**Extracted material:**
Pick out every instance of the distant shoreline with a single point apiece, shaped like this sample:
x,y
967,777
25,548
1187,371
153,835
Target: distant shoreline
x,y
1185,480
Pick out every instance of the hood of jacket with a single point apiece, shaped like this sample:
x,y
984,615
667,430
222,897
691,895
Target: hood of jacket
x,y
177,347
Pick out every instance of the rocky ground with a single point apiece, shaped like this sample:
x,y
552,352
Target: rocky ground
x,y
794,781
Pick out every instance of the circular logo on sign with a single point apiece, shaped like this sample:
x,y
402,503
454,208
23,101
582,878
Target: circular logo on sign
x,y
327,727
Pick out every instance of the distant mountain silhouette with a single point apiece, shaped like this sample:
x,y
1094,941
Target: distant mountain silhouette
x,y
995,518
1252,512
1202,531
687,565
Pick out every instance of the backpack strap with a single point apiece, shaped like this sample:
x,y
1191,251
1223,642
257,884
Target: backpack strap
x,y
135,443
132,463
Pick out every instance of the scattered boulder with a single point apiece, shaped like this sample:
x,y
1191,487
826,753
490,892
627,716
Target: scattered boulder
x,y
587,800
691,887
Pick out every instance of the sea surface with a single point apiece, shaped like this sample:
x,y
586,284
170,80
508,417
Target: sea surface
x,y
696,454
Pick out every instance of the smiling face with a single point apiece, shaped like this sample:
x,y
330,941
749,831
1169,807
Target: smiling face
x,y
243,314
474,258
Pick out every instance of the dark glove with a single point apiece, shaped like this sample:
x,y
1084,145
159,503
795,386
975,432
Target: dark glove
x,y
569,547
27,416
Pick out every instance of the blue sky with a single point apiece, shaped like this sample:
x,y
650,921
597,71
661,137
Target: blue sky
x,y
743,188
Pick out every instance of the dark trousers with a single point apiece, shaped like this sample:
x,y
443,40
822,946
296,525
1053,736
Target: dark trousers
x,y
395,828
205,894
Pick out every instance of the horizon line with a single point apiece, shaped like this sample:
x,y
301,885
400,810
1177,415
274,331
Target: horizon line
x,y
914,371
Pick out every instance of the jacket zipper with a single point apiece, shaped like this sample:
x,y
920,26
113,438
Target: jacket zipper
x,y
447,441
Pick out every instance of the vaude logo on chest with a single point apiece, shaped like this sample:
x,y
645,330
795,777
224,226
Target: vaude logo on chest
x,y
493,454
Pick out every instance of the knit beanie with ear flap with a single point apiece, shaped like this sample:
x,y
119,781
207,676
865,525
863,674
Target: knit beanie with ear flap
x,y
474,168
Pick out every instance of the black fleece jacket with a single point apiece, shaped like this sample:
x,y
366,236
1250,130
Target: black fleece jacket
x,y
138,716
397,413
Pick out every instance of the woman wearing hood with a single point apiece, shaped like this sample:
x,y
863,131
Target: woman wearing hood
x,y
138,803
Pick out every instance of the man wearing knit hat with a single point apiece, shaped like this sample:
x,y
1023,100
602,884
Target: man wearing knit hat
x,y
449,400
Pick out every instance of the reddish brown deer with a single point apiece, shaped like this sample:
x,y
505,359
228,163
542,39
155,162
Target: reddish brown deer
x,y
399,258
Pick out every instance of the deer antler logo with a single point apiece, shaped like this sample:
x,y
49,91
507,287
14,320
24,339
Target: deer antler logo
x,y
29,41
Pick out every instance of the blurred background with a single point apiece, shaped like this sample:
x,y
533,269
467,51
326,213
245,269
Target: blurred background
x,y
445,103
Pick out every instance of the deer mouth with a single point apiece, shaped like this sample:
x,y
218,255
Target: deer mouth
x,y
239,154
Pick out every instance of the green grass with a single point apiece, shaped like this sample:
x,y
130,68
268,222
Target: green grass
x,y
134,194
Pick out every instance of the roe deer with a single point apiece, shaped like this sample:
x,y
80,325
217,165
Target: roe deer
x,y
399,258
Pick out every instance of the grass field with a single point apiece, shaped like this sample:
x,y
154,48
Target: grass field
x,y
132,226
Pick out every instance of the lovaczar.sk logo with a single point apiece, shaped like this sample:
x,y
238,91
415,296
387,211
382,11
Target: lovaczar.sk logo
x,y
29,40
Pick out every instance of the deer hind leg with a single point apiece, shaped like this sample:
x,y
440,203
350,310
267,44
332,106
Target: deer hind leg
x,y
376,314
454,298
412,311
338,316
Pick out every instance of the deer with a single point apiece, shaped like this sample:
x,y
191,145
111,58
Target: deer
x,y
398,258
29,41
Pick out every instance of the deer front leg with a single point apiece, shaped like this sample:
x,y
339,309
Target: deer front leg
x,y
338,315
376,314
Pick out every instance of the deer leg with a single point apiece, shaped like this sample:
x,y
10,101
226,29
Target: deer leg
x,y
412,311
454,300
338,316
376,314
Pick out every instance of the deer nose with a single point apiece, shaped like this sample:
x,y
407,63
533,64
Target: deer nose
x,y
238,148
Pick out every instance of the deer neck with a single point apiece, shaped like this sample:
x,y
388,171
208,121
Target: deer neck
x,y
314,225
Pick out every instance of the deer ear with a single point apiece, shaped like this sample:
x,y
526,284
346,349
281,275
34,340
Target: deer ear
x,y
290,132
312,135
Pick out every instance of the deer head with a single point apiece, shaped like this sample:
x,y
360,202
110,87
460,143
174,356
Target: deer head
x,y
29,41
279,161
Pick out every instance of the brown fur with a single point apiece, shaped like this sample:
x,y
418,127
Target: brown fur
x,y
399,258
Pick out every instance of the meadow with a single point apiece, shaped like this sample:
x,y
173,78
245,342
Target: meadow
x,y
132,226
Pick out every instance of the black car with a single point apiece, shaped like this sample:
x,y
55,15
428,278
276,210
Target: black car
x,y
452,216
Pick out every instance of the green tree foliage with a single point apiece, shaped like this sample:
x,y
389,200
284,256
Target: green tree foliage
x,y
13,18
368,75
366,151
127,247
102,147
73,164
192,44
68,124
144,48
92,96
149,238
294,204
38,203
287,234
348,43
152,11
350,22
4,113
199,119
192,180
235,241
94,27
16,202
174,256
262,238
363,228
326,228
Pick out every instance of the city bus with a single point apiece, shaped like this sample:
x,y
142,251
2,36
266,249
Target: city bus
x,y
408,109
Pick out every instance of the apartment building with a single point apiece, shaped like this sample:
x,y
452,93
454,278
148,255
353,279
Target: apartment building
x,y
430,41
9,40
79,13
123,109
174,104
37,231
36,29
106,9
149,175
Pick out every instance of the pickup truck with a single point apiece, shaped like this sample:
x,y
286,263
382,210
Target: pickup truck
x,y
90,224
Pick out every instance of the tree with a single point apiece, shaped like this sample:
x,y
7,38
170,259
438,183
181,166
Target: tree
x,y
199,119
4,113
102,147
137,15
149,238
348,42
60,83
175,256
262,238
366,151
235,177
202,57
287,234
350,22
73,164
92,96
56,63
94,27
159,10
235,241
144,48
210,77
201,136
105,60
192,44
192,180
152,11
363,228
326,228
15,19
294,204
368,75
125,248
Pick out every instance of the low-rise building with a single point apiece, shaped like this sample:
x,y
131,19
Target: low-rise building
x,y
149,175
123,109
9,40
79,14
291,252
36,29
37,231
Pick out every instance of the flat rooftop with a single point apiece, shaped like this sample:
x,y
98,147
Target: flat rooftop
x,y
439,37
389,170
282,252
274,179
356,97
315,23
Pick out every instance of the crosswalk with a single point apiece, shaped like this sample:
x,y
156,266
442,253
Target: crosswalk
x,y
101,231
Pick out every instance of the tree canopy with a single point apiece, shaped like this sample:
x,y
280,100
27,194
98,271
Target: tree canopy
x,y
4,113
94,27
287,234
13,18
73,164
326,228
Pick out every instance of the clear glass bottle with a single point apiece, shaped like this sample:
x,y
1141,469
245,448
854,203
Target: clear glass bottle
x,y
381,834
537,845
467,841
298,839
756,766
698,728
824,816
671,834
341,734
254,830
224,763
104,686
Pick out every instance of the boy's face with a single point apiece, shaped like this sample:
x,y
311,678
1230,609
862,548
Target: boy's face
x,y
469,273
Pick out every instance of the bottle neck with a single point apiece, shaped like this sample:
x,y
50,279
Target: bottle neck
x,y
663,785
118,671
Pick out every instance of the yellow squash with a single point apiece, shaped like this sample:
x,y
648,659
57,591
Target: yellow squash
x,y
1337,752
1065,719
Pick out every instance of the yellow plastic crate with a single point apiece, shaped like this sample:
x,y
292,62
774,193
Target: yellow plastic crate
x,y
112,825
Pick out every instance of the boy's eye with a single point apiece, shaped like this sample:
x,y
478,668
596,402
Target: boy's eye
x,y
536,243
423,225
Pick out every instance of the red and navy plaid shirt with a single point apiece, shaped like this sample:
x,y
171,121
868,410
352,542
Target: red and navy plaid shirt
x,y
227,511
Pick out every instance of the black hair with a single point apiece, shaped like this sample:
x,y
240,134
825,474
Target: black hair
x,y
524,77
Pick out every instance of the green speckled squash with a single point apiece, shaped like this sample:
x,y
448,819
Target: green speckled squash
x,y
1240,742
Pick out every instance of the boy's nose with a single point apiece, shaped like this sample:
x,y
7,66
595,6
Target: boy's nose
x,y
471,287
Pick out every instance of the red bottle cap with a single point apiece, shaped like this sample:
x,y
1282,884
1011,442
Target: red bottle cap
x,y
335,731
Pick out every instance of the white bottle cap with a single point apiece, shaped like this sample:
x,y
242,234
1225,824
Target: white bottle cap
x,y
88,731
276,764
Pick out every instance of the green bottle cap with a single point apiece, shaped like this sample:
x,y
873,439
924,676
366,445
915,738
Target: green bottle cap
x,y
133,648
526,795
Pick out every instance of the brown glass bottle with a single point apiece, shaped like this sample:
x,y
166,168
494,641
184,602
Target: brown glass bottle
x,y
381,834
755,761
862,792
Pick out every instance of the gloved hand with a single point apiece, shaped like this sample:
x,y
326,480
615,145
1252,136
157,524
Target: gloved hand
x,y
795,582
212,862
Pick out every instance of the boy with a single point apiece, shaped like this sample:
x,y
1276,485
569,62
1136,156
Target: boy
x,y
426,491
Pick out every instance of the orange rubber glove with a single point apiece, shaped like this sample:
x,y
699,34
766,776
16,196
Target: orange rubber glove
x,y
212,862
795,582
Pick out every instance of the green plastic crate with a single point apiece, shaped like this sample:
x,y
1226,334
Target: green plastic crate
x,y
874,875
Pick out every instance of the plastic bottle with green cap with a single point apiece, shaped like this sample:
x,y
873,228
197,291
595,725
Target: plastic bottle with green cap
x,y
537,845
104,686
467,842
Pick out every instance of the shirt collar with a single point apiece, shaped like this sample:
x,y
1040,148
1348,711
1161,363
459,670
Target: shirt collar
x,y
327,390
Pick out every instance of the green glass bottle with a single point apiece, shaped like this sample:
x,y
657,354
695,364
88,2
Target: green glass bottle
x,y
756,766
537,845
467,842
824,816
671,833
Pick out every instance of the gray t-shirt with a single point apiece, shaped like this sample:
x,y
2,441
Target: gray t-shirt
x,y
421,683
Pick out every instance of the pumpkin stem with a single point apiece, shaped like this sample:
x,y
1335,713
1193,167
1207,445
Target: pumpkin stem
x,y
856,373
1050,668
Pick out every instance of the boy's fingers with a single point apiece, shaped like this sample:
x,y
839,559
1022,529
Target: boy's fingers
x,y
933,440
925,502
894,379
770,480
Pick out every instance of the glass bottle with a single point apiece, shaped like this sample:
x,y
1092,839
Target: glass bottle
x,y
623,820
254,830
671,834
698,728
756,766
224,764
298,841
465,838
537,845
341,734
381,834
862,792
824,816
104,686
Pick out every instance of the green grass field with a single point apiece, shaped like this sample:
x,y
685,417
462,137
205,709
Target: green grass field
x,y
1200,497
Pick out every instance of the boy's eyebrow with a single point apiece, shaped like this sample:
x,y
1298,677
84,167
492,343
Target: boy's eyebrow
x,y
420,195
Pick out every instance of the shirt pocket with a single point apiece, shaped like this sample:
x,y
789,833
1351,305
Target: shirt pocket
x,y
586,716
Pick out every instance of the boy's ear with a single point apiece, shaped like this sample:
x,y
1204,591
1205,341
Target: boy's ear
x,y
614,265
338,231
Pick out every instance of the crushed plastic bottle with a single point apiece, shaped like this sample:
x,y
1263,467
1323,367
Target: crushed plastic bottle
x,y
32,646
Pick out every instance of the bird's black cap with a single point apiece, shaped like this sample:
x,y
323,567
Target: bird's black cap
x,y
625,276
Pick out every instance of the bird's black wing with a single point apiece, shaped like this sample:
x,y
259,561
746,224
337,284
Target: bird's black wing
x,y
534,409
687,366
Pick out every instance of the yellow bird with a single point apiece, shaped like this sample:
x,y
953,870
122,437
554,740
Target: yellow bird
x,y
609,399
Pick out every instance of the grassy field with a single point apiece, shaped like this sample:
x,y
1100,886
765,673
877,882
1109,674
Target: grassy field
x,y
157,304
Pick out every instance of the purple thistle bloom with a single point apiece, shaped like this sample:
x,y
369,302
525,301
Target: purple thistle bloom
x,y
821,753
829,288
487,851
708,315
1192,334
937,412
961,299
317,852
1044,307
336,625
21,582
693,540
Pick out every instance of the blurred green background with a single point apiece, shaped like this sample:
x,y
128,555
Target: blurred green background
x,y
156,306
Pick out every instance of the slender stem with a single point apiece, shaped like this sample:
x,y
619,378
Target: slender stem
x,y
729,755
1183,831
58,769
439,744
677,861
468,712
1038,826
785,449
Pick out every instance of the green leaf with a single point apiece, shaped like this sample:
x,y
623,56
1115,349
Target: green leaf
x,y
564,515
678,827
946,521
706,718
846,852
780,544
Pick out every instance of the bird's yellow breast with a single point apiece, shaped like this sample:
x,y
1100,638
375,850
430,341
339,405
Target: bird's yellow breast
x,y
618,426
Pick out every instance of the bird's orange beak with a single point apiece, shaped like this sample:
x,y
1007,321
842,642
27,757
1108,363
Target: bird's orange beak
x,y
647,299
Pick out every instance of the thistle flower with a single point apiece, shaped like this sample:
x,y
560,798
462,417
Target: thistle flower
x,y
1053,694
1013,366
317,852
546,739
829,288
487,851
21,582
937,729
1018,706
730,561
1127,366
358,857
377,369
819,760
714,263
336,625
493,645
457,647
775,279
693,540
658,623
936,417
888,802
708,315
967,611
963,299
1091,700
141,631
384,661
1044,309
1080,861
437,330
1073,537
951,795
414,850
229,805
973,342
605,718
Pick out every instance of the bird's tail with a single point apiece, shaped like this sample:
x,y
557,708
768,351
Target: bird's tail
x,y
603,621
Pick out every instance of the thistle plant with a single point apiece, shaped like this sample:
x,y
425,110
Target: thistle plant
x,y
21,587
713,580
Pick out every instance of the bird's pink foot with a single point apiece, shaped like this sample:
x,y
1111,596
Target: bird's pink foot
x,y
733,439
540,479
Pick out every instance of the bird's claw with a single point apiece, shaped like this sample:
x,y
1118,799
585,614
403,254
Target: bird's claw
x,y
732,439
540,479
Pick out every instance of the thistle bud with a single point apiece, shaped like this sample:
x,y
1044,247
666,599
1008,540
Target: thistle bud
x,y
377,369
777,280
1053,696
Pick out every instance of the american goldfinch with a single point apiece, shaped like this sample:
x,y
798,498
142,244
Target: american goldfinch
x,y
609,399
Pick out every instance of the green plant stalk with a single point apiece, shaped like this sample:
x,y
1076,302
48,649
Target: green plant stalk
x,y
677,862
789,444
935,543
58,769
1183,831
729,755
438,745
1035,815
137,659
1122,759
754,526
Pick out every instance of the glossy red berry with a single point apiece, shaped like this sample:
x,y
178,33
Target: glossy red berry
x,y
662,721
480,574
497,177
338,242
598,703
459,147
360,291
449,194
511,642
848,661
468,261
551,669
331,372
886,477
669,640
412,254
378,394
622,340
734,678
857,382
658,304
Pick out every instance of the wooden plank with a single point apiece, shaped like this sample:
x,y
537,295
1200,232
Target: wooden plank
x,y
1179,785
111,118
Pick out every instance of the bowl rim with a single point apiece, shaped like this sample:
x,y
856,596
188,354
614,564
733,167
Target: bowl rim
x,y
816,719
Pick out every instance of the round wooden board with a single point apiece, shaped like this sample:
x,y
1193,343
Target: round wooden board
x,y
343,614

**What is expected:** Transcribe only the trailing portion of the entries above: the line that contains "Pick out every instance of the glossy" and each line after it.

**Task response:**
Pick out every instance of the glossy red berry with a single point apiece, shaped like this sample:
x,y
178,33
Target: glossy red berry
x,y
662,721
480,574
497,177
338,242
598,703
459,147
360,291
449,194
511,642
848,661
468,261
551,669
331,372
886,477
669,640
412,254
378,394
622,340
734,678
857,382
658,304
Pick out every instance of the wooden plank with a single point apiece, shaped like this sample:
x,y
537,295
1200,232
Target: wooden plank
x,y
1179,785
111,118
Pick out every instance of the bowl rim with a single point apiece, shaped like this sample:
x,y
856,596
188,354
614,564
733,167
Target: bowl rim
x,y
816,719
Pick out every instance of the round wooden board with a single point apiece, shaped like this sample:
x,y
1193,343
Target: round wooden board
x,y
343,614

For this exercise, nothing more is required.